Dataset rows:
start

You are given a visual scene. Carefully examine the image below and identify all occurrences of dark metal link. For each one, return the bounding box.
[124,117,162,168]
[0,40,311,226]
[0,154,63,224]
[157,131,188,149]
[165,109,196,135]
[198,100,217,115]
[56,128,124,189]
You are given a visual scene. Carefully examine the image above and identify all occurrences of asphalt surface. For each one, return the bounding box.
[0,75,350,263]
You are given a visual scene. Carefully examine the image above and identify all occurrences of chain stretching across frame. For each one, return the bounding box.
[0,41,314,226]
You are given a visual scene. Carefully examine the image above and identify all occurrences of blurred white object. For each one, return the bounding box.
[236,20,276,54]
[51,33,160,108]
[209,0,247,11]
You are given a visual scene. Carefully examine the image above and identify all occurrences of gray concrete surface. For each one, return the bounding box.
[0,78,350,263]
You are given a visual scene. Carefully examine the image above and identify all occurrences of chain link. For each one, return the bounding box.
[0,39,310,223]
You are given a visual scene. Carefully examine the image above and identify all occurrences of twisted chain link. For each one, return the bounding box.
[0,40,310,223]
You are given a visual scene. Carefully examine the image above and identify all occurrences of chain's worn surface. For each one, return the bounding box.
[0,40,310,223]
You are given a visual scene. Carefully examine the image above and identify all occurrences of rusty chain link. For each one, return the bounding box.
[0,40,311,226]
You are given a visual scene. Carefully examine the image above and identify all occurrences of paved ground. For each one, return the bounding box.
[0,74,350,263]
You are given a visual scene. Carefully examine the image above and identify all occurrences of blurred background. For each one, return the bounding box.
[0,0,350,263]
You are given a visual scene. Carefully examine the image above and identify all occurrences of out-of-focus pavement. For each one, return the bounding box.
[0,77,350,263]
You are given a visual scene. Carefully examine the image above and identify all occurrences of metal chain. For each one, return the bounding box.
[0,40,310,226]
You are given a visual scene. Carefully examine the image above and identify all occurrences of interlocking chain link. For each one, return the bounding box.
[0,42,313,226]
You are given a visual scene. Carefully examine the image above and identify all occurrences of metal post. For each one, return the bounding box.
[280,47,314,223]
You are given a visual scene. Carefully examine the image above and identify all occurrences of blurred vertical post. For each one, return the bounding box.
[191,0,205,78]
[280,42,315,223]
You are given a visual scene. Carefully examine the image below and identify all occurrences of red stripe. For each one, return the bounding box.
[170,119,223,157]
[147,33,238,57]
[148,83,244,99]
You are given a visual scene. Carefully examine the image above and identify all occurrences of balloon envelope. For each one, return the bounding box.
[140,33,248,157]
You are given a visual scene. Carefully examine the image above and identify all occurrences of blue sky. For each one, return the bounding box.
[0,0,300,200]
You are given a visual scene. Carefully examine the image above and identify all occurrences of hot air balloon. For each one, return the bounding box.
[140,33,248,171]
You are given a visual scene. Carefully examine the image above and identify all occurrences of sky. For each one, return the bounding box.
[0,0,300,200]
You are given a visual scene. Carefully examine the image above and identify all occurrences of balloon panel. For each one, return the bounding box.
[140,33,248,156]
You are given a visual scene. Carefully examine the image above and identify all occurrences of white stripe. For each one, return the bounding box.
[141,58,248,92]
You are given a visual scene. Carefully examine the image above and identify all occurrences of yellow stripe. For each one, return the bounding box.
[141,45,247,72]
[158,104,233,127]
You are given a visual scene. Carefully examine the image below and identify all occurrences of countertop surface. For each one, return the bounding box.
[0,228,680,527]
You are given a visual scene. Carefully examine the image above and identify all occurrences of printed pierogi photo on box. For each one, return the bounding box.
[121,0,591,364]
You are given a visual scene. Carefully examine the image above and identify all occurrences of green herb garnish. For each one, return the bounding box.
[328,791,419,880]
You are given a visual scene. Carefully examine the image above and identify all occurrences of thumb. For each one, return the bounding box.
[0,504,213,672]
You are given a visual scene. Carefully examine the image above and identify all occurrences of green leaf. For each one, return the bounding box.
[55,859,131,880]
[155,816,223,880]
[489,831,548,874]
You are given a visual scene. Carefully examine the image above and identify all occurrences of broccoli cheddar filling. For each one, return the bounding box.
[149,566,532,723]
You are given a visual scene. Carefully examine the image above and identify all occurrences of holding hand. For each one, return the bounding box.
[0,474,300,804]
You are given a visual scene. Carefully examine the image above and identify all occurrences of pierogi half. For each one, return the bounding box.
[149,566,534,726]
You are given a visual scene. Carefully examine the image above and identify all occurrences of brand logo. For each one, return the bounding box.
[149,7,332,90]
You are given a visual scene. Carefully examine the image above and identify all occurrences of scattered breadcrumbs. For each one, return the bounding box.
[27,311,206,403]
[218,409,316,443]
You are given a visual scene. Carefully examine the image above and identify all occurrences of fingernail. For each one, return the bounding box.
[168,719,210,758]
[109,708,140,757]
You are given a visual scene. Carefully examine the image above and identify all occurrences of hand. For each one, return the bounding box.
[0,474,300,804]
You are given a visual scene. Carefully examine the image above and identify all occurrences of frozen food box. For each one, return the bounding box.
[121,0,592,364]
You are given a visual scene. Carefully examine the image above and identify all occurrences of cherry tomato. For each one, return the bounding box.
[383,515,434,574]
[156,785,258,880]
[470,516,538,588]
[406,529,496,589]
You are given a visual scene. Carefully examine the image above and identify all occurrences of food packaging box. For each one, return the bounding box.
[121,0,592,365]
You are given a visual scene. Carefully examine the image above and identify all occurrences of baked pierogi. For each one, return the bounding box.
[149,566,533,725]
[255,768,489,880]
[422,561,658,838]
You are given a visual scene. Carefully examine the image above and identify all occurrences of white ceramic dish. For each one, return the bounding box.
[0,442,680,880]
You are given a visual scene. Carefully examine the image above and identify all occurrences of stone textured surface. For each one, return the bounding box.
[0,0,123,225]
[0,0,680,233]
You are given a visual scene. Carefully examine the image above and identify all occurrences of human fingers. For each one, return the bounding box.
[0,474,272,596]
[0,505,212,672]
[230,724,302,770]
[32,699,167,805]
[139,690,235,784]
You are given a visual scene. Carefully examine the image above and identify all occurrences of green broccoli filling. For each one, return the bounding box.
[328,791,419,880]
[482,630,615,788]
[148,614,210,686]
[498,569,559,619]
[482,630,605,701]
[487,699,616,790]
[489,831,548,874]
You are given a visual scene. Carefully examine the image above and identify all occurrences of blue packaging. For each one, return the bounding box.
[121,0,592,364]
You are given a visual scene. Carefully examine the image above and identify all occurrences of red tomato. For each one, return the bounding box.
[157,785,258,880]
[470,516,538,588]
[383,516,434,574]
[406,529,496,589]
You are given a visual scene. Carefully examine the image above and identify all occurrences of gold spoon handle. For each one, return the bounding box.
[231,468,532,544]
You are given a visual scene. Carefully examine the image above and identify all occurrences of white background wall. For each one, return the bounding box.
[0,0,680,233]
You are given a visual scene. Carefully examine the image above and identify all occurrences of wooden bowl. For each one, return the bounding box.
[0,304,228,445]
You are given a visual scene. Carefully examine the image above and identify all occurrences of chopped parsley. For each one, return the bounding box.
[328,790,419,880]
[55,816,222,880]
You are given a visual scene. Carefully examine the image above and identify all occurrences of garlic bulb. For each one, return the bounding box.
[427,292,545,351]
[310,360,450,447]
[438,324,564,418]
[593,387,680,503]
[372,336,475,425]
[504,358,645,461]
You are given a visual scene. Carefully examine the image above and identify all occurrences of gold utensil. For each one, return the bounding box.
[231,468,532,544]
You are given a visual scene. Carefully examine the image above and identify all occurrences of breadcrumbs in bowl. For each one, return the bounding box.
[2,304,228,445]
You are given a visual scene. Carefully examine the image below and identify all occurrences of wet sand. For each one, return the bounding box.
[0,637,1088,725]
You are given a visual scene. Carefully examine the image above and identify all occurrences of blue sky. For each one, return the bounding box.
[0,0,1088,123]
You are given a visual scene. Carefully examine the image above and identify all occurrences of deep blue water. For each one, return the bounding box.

end

Copy the material above verbatim, between the lines holding "half. For each one, return the bounding box." and "[149,566,534,726]", inclusive.

You are given a visual scene. Carefully examine the image above and identify all occurrences of pierogi half. For each one, return the bounding box.
[149,566,534,726]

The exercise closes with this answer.